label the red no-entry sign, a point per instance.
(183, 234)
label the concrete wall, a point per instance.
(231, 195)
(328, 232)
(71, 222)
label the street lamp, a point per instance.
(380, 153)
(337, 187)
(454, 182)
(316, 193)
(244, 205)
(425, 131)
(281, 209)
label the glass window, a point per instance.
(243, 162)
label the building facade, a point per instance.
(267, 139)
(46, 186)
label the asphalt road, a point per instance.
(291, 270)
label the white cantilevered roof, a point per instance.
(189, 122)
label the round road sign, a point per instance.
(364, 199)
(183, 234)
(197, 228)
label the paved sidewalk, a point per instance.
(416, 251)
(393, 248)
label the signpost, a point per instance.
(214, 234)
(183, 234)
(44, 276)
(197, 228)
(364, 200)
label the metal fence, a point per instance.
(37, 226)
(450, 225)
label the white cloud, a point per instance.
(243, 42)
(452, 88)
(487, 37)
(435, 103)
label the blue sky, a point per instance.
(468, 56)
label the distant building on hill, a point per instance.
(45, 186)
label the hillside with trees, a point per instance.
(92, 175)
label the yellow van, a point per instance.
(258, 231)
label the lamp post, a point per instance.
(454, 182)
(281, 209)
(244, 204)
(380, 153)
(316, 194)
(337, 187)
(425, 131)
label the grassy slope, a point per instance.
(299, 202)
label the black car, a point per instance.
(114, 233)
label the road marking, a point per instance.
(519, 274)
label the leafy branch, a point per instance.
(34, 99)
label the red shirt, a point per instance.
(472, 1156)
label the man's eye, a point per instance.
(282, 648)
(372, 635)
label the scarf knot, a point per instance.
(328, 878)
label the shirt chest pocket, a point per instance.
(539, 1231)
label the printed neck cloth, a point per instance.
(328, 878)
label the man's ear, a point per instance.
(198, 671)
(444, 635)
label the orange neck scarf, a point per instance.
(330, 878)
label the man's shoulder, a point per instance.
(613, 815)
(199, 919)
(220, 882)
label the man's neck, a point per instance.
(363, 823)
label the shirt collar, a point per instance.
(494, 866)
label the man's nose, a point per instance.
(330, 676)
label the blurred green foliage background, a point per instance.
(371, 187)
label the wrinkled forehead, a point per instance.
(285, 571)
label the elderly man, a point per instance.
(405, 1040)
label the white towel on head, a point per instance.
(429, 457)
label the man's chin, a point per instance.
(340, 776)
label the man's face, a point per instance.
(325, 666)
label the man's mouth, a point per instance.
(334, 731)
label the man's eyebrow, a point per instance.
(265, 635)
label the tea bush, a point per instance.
------------------------
◆ **PROBLEM DESCRIPTION**
Exactly reproduce the lines that run from the line with "label the man's nose, a point per instance." through the last line of the records, inclusive.

◆ **TASK ANSWER**
label the man's nose, a point per instance.
(330, 676)
label the blurred green foliage background, a point per instance.
(371, 187)
label the wrinkled forehead, a point per instance.
(285, 571)
label the elderly man, a point per instance.
(405, 1040)
label the white towel on head, a point per instance.
(429, 457)
label the man's chin, a point per instance.
(340, 776)
label the man's face, a point per instance.
(325, 666)
label the man's mouth, a point per instance.
(334, 731)
label the man's eyebrow, a point per instance.
(265, 635)
label the tea bush, a point per instance.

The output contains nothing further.